- **What is asked**
Reproduce the data below word for word, from its first line through the line holding "left=401, top=17, right=535, bottom=176", inclusive. Leave the pictures out of your copy.

- **Records shown**
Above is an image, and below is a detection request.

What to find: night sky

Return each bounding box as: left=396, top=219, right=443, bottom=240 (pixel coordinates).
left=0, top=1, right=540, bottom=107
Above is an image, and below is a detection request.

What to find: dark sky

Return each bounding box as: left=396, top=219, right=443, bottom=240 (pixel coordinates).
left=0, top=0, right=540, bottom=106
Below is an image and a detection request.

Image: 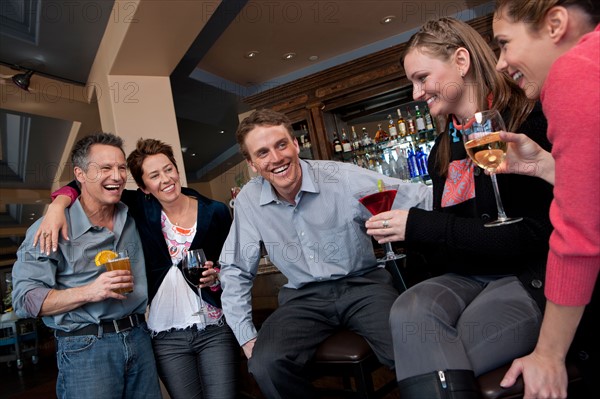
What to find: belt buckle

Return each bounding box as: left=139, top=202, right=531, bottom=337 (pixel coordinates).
left=113, top=315, right=134, bottom=334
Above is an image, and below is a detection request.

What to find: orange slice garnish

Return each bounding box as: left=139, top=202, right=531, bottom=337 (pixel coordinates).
left=94, top=250, right=119, bottom=266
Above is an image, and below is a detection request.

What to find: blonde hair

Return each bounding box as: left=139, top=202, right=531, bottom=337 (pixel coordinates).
left=495, top=0, right=600, bottom=30
left=401, top=17, right=535, bottom=176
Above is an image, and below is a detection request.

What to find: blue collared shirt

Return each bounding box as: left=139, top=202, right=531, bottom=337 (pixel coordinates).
left=220, top=160, right=432, bottom=345
left=12, top=199, right=148, bottom=331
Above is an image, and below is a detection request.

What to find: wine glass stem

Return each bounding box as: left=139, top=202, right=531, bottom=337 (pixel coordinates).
left=490, top=172, right=508, bottom=221
left=383, top=242, right=396, bottom=259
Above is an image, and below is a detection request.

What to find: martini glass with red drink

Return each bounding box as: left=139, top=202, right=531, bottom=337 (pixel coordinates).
left=356, top=180, right=405, bottom=262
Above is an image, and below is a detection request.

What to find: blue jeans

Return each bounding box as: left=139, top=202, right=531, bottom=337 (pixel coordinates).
left=56, top=323, right=162, bottom=399
left=152, top=323, right=240, bottom=399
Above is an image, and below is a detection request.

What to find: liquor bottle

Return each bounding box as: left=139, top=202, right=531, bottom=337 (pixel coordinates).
left=396, top=147, right=410, bottom=180
left=415, top=146, right=427, bottom=176
left=302, top=125, right=312, bottom=150
left=362, top=127, right=373, bottom=147
left=342, top=128, right=352, bottom=152
left=379, top=152, right=392, bottom=176
left=417, top=147, right=429, bottom=175
left=375, top=123, right=388, bottom=143
left=415, top=105, right=425, bottom=132
left=396, top=108, right=406, bottom=137
left=350, top=126, right=362, bottom=151
left=388, top=114, right=398, bottom=140
left=407, top=144, right=419, bottom=178
left=333, top=132, right=343, bottom=155
left=406, top=108, right=417, bottom=135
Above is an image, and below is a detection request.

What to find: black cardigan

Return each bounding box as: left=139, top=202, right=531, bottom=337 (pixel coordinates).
left=69, top=180, right=231, bottom=308
left=405, top=104, right=552, bottom=310
left=121, top=187, right=231, bottom=308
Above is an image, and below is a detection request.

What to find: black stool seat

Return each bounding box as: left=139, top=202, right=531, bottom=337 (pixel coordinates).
left=315, top=330, right=375, bottom=362
left=309, top=330, right=396, bottom=399
left=477, top=361, right=583, bottom=399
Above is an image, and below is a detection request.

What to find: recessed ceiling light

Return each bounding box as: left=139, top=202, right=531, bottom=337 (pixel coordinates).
left=379, top=15, right=396, bottom=25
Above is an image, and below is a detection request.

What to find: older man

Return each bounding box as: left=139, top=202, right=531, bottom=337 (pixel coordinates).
left=13, top=133, right=161, bottom=398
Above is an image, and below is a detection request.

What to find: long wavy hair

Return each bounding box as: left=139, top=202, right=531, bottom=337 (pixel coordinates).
left=495, top=0, right=600, bottom=30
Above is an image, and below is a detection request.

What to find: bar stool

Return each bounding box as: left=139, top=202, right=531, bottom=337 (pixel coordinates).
left=311, top=330, right=396, bottom=399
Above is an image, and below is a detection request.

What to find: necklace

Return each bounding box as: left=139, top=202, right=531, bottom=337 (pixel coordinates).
left=169, top=195, right=192, bottom=226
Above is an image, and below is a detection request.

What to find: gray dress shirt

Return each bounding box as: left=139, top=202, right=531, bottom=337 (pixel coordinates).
left=219, top=160, right=432, bottom=345
left=12, top=199, right=148, bottom=331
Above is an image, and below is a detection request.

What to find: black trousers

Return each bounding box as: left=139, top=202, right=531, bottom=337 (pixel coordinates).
left=248, top=269, right=398, bottom=399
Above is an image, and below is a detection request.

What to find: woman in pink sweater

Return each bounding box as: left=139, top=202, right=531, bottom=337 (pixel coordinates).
left=493, top=0, right=600, bottom=398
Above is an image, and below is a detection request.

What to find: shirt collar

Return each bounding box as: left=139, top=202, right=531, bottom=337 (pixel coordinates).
left=69, top=198, right=128, bottom=239
left=259, top=159, right=320, bottom=206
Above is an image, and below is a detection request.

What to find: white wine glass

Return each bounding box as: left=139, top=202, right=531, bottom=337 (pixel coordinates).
left=181, top=249, right=208, bottom=316
left=462, top=110, right=523, bottom=227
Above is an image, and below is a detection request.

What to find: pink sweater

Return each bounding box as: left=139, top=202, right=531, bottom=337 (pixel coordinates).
left=540, top=25, right=600, bottom=306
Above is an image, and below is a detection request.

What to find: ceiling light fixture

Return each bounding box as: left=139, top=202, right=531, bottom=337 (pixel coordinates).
left=379, top=15, right=396, bottom=25
left=12, top=70, right=33, bottom=91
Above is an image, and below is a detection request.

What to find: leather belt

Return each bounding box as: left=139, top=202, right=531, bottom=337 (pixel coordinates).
left=56, top=314, right=146, bottom=337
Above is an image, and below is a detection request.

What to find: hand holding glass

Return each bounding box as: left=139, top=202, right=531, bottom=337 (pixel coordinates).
left=354, top=181, right=405, bottom=262
left=104, top=250, right=133, bottom=295
left=462, top=110, right=523, bottom=227
left=181, top=249, right=208, bottom=316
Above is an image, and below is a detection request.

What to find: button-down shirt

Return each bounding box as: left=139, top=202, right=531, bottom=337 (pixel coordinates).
left=12, top=200, right=148, bottom=331
left=220, top=160, right=432, bottom=345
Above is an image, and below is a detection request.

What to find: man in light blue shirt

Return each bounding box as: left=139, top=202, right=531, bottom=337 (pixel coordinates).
left=220, top=110, right=432, bottom=399
left=12, top=133, right=161, bottom=399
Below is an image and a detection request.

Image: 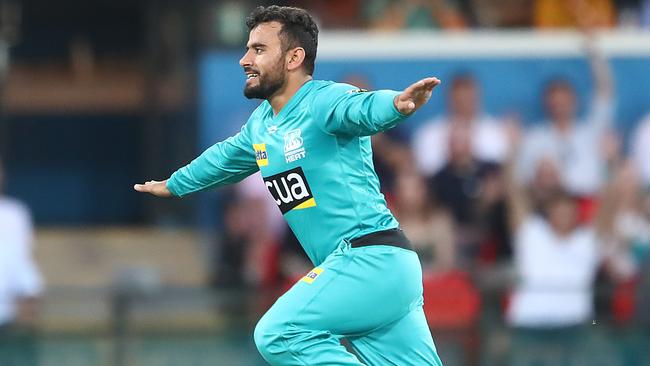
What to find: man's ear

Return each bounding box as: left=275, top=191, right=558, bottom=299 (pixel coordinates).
left=287, top=47, right=305, bottom=71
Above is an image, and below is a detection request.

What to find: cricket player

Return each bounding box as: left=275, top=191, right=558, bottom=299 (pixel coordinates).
left=134, top=6, right=442, bottom=366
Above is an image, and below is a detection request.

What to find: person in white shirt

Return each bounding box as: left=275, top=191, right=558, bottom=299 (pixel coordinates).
left=518, top=36, right=614, bottom=197
left=505, top=129, right=613, bottom=365
left=412, top=74, right=508, bottom=176
left=0, top=157, right=43, bottom=329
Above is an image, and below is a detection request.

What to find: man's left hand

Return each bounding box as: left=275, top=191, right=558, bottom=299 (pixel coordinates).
left=393, top=77, right=440, bottom=115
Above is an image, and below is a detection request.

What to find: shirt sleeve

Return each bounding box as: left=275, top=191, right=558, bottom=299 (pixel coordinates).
left=167, top=125, right=259, bottom=197
left=313, top=84, right=407, bottom=136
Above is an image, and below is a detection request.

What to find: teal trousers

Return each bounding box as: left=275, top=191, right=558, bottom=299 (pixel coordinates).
left=254, top=243, right=442, bottom=366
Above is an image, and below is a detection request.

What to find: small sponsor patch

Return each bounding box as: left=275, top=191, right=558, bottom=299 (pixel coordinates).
left=346, top=88, right=368, bottom=94
left=284, top=128, right=305, bottom=163
left=253, top=144, right=269, bottom=167
left=301, top=267, right=323, bottom=284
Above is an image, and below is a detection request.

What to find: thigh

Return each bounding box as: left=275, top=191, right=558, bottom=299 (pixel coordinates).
left=348, top=307, right=442, bottom=366
left=264, top=245, right=422, bottom=336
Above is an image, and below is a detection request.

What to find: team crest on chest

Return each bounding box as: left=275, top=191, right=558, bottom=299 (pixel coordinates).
left=284, top=128, right=305, bottom=163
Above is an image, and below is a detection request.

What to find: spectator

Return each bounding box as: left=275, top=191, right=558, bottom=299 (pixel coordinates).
left=498, top=132, right=611, bottom=331
left=534, top=0, right=616, bottom=28
left=213, top=181, right=284, bottom=288
left=519, top=34, right=613, bottom=198
left=632, top=113, right=650, bottom=187
left=0, top=157, right=43, bottom=365
left=429, top=125, right=500, bottom=264
left=364, top=0, right=467, bottom=30
left=413, top=74, right=508, bottom=176
left=395, top=173, right=456, bottom=273
left=602, top=162, right=650, bottom=283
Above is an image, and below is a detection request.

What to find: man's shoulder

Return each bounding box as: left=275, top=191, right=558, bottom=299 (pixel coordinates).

- **Solution to the problem**
Above is an image, and below is a detection request.

What to find: night sky

Return each bounding box as: left=396, top=219, right=443, bottom=240 (pixel coordinates).
left=0, top=1, right=540, bottom=107
Above is an image, and below is a detection request.

What to find: dark sky

Return each bounding box as: left=396, top=219, right=443, bottom=240 (pixel coordinates).
left=0, top=0, right=540, bottom=106
Below is an image and a detection request.

Image: 
What to find: belt buckle

Return each bounding box as: left=139, top=202, right=531, bottom=337 (pixel coordinates).
left=113, top=315, right=134, bottom=334
Above is an image, and below is a detection request.

What to find: orange slice garnish

Return each bounding box as: left=139, top=202, right=531, bottom=337 (pixel coordinates).
left=94, top=250, right=119, bottom=266
Above is an image, and below is a detection request.

What to find: blonde hair

Return each bounding box as: left=139, top=202, right=531, bottom=337 (pixel coordinates).
left=495, top=0, right=600, bottom=30
left=401, top=17, right=535, bottom=176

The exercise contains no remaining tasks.